- [Given request] Output all lines exactly.

- [Available data]

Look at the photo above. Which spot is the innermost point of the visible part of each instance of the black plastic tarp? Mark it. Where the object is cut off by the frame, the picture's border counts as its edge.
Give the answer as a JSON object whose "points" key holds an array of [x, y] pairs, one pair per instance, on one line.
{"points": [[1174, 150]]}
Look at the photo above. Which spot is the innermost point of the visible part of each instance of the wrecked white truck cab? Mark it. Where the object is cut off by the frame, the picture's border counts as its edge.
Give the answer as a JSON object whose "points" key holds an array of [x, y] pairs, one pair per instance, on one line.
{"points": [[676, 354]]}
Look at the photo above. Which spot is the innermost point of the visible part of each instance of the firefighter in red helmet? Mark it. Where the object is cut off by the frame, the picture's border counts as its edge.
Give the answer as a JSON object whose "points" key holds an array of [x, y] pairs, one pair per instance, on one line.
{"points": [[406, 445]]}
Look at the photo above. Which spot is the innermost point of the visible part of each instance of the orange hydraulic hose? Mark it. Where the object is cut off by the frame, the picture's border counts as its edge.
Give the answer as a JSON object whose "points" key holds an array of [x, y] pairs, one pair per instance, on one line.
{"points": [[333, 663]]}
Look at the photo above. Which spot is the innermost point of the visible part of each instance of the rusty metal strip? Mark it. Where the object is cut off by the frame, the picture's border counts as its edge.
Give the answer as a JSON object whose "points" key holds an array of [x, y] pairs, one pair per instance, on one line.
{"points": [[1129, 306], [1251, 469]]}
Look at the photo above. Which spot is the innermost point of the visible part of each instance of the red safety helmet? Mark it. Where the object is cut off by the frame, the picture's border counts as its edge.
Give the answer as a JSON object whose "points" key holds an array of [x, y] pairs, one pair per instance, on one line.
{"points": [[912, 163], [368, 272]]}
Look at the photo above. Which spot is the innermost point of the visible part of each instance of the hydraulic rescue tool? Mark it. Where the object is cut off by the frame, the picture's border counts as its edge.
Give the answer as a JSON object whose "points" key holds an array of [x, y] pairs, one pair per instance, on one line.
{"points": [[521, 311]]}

- [Answer to the exercise]
Look at the photo above. Which spot is the innermost point of the visible part of each instance of the black plastic tarp? Mark it. Where the object is cut off by the frame, the picture's border counts as its edge.
Give the answer as a JSON object whose "points" key holds an array of [x, y] pairs, one pair per instance, on one line.
{"points": [[1174, 150]]}
Look at the photo above. Which spot is the innermost point of the visible part of each instance of the wrecked white truck cab? Mark it. Where the object is cut off by the frame, the picture's border counts as its edge.
Give the answer as a JSON object whose "points" key holds an array of [x, y] pairs, one pair per instance, on one line.
{"points": [[676, 354]]}
Look at the photo above. Which spot is the innermost point of the visible part of each instance of the firefighter in red helmet? Mark it. Where the object is cut off by the frame, the picture's border counts as its edge.
Give the answer as a JSON object whose "points" key holds an array of [x, y] pairs, one pair per instance, on one line.
{"points": [[406, 445]]}
Look at the photo above. Which spot is the innermost point of the visible part of each instance of the orange hydraulic hose? Mark it. Where the object is cut off by the frame, the picture's border counts as its edge.
Give the answer as a JSON object whose "points" key holds an array of [x, y] pairs, one pair per instance, on one line.
{"points": [[333, 663]]}
Look at the photo above. Which spot is the innermost point of the visible part of each instance of the rusty metal strip? Mark it. Where the object is cut off by the frame, the picture's border counts as its edge.
Give the answer as a JSON object whose "points" key holds an array of [x, y] pairs, one pair per instance, on one line.
{"points": [[1129, 306], [1251, 469]]}
Look at the photo above. Which spot is the innermost point of the visible part of each instance of the red safety helmet? Mark it. Where the object is cut off by the frame, the picture's border counts as its edge.
Give the answer as a JSON object whose "points" key holds an array of [x, y] pairs, one pair per instance, on one line.
{"points": [[912, 163], [368, 272]]}
Look at the photo above. Which spot is the innermost point of the visible part of each instance of the hydraulic rescue tool? Mark it. Where the object is cut off by the frame, the picture's border counts as its edge.
Give the answer as a JSON object whose "points" key holds an array of [x, y] pairs, one pair per instance, on one line.
{"points": [[521, 311]]}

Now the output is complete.